» **Written exercise**: Convert everything from the line containing "like [(213, 291)]." down to the line containing "[(453, 234), (315, 255), (234, 263)]" into a two-column CSV with the headers "prompt" and "points", one row per line holding its text and its answer. Wrap each field in double quotes and replace any line breaks with spaces.

» **Location identification lines**:

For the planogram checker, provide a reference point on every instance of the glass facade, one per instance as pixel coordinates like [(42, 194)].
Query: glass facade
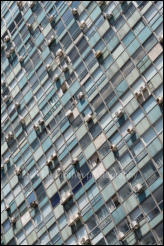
[(81, 122)]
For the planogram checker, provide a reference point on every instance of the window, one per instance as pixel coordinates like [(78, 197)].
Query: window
[(124, 192), (114, 170)]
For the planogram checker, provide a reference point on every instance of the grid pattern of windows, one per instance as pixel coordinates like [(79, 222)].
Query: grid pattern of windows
[(81, 122)]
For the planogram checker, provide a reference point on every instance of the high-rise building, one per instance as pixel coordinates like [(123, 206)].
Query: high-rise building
[(81, 122)]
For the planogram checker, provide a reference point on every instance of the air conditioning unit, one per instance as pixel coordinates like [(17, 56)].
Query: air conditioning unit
[(7, 208), (7, 38), (134, 225), (161, 40), (59, 52), (17, 105), (138, 188), (41, 122), (69, 113), (56, 77), (6, 161), (48, 67), (31, 4), (6, 98), (113, 148), (33, 204), (74, 219), (98, 54), (3, 84), (108, 16), (22, 121), (59, 171), (159, 100), (51, 18), (21, 59), (119, 113), (29, 26), (65, 68), (51, 39), (130, 130), (36, 127), (12, 50), (143, 89), (80, 95), (53, 156), (100, 3), (85, 241), (88, 118), (7, 139), (75, 161), (138, 94), (65, 197), (19, 4), (11, 135), (12, 220), (2, 45), (74, 11), (120, 236), (18, 171), (8, 55), (82, 25), (48, 163)]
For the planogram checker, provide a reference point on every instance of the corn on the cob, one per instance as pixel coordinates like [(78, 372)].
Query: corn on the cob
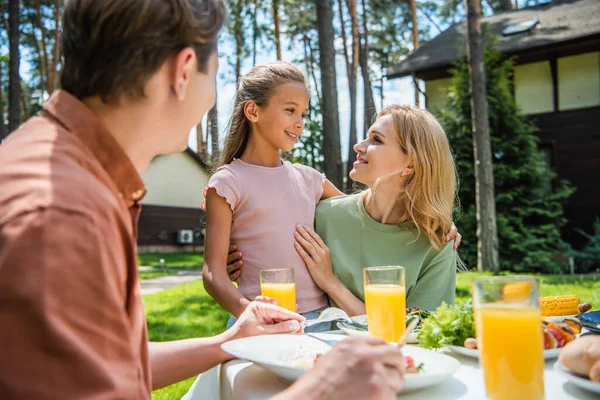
[(559, 305)]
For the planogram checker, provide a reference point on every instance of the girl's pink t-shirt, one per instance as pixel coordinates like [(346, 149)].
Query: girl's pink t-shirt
[(268, 204)]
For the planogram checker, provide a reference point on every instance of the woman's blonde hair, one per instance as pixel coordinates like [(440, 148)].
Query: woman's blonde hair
[(430, 191), (259, 86)]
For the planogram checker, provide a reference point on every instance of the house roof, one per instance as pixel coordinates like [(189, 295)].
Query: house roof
[(559, 21), (198, 159)]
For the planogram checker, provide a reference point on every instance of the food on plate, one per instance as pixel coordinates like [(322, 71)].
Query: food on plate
[(307, 361), (559, 305), (582, 357), (411, 368), (584, 307), (449, 325)]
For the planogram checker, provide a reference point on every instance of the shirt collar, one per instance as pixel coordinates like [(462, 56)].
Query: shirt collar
[(77, 118)]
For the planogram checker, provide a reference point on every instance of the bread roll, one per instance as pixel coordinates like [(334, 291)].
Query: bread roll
[(582, 356)]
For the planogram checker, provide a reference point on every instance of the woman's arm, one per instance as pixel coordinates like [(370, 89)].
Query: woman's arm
[(329, 190), (316, 256), (214, 275)]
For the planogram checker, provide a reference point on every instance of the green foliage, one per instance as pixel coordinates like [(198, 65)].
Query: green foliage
[(587, 259), (449, 325), (529, 203)]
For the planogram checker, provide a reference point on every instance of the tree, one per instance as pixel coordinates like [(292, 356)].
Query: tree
[(277, 30), (369, 103), (14, 85), (415, 37), (529, 205), (332, 164), (487, 232)]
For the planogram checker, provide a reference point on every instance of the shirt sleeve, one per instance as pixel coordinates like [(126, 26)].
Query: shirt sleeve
[(436, 282), (226, 185), (315, 180), (65, 330)]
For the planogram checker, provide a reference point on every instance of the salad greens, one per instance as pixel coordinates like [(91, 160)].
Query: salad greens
[(449, 325)]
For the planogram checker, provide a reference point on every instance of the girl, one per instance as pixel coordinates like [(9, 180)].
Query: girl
[(257, 199), (399, 220)]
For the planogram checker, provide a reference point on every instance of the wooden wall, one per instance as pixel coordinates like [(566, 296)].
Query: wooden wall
[(574, 140), (158, 225)]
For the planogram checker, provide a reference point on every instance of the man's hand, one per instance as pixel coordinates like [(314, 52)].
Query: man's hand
[(357, 368), (262, 318), (234, 263)]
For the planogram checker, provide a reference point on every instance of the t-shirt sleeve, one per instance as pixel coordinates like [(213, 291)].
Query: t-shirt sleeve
[(226, 185), (436, 282), (315, 180)]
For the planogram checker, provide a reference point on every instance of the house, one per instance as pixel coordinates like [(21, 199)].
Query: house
[(171, 218), (556, 47)]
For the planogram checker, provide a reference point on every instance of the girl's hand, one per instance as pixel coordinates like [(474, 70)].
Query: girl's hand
[(453, 234), (315, 255), (234, 263)]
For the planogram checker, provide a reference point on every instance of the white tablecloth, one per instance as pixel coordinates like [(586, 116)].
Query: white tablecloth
[(241, 380)]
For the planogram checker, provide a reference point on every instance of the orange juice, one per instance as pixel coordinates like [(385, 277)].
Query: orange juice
[(386, 309), (285, 293), (511, 344)]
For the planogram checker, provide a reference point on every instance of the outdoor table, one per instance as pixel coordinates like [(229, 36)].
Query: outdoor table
[(242, 380)]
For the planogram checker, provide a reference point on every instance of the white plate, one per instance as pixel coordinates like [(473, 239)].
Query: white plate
[(577, 380), (474, 353), (274, 352), (362, 319)]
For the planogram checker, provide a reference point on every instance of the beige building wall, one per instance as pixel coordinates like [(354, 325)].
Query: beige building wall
[(436, 93), (533, 88), (175, 180), (579, 81)]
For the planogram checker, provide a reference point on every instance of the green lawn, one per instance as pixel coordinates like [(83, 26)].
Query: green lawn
[(187, 311), (173, 260), (182, 312)]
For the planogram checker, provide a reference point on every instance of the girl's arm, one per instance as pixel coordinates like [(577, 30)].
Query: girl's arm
[(216, 245), (316, 256), (329, 190)]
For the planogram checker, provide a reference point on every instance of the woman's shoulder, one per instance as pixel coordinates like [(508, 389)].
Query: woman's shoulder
[(337, 205)]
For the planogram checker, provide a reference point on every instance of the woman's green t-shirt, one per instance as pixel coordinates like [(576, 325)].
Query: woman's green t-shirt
[(357, 241)]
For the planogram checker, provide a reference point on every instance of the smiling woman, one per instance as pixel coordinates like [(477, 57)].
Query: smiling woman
[(402, 218)]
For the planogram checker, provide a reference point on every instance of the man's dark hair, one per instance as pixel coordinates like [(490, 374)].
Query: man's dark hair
[(112, 47)]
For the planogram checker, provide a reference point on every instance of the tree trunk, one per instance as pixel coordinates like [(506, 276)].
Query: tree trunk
[(2, 126), (352, 84), (487, 235), (369, 102), (415, 37), (254, 31), (331, 131), (238, 32), (213, 129), (14, 79), (277, 33)]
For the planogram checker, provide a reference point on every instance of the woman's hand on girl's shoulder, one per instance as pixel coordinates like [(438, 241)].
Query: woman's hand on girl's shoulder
[(315, 254), (454, 234)]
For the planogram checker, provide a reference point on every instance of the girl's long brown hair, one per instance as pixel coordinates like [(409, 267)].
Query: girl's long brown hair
[(258, 86)]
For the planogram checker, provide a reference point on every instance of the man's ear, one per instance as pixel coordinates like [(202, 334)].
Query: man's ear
[(408, 170), (251, 111), (184, 65)]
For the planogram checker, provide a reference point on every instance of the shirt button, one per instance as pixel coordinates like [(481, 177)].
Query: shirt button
[(137, 194)]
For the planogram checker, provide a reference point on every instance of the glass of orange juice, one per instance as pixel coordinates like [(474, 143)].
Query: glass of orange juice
[(509, 336), (279, 284), (385, 300)]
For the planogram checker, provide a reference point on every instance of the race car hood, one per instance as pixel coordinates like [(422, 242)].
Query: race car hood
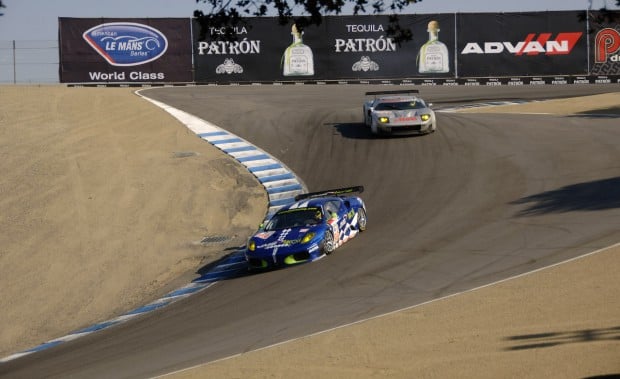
[(403, 116), (284, 237)]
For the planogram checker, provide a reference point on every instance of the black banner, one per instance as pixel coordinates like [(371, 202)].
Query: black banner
[(522, 44), (125, 50), (342, 48), (565, 47)]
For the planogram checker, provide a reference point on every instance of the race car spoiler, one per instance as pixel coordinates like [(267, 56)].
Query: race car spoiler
[(392, 92), (333, 192)]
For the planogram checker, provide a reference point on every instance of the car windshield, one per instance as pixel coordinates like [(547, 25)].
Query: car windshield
[(400, 105), (293, 218)]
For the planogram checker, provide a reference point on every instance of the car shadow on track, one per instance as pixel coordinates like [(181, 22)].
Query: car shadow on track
[(550, 339), (357, 130), (589, 196)]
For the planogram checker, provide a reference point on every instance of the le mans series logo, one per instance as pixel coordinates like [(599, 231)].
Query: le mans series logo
[(607, 46), (124, 44)]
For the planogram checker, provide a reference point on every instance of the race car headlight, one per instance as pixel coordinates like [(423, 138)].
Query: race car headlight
[(307, 238)]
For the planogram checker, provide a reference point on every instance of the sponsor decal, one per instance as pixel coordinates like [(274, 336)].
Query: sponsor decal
[(264, 235), (365, 64), (229, 67), (607, 46), (126, 43), (562, 44)]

» **Output for this task**:
prompt,points
"For the planogram checker, provide a reference point on every instance of the t-shirt sleeve, one per instance as pixel coordinates like [(213, 291)]. Query: t-shirt sleeve","[(226, 185), (436, 282), (315, 180)]"
"For the planogram checker, provide a reference point on every instance of the house, one per instance as pixel coordinates like [(21, 199)]. Query: house","[(171, 218), (556, 47)]"
"For the planogram checker, provide a reference point on every instance of the girl's hand, one per instance as pixel coordinates like [(474, 70)]. Query: girl's hand","[(453, 234), (315, 255), (234, 263)]"